**What you need to do**
A - Why does the Kafka text call Kafka great? Answer in one to three sentences.
B - Could you quote the Kafka text between "Less Nodes and" and "in infrastructure costs.", inclusive?
··· Quoted text ···
Getting More Mileage Out of Kafka: OpenJDK vs. Azul PrimeMay 11, 2022
Building real-time data pipelines and streaming applications just got more cost-effective.
Kafka is great because it’s horizontally scalable, fault-tolerant, and runs in production for thousands of companies – and we figured out how to help you get more mileage out of it.
How We Did It
In a recent post we compared Kafka throughput on Azul Platform Prime versus OpenJDK, noting that on our config Azul Platform Prime reaches 45% higher max throughput than OpenJDK.
In this experiment, we took a more practical approach.
We looked at the maximum throughput that we could achieve with a 5 node Kafka cluster on OpenJDK, then looked at how many nodes we could reduce the cluster by while still hitting the same throughput on Azul Platform Prime.
Less Nodes and More Throughput
We found that a 5-node cluster on OpenJDK could reach a max throughput of 333,879 transactions per second (TPS), while Azul Platform Prime was able to reach 346,058 TPS on only 3 nodes, for a 40% reduction in infrastructure costs.
··· Information supplied ···
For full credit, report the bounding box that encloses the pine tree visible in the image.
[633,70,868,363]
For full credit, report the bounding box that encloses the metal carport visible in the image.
···
**Results**
A - Kafka is great because it is horizontally scalable and fault-tolerant. It also runs in production for thousands of companies.

B -
Less Nodes and More Throughput
We found that a 5-node cluster on OpenJDK could reach a max throughput of 333,879 transactions per second (TPS), while Azul Platform Prime was able to reach 346,058 TPS on only 3 nodes, for a 40% reduction in infrastructure costs.